(Stored items)
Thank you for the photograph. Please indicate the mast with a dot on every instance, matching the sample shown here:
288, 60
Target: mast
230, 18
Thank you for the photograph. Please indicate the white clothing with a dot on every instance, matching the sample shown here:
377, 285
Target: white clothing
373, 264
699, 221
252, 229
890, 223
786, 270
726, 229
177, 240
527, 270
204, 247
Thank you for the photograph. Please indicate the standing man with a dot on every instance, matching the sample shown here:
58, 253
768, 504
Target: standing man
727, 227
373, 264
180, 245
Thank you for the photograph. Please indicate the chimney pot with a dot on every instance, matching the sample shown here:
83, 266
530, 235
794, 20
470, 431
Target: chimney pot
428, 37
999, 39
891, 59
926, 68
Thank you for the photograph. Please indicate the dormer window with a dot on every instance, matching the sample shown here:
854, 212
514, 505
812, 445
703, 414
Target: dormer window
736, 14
...
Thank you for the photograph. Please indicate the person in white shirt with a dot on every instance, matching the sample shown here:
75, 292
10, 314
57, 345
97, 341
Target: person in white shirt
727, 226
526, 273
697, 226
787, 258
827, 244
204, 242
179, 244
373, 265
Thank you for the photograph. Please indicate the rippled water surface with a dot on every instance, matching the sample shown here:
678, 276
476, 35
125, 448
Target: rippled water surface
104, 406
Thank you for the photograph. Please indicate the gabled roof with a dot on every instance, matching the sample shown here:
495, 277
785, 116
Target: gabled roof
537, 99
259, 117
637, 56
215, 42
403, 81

Description of the task:
Locate every line in the records above that contains the word "photograph", and copy each such line.

Solution for this exercise:
Thank you for the photograph. Please indicate the mast with a dot on every instance, matching the sample shown here:
Thank you for the photograph. Please indicate the white clothing with a dot on every instance, matching the sample shown here:
Thank you for the photograph. Please indicate the standing man with a dot on every instance, matching the sample shown here:
Thank you for the photograph. Please indicate the chimney pot with a dot on every instance, matching the sample shown here:
Thank you for the photograph. Please indicate the dormer window with a dot on every instance, matching the sample shown here:
Thank you for the photograph. Please indicate the person in white shirt with a dot on every instance, matching the sample shown here:
Thank you for the photograph. Please indicate the rippled water surface with a dot on every instance, matching the sample shown here:
Thank you for the photograph. Please indicate the gabled roof with a dot on every instance, matching the sample shown here:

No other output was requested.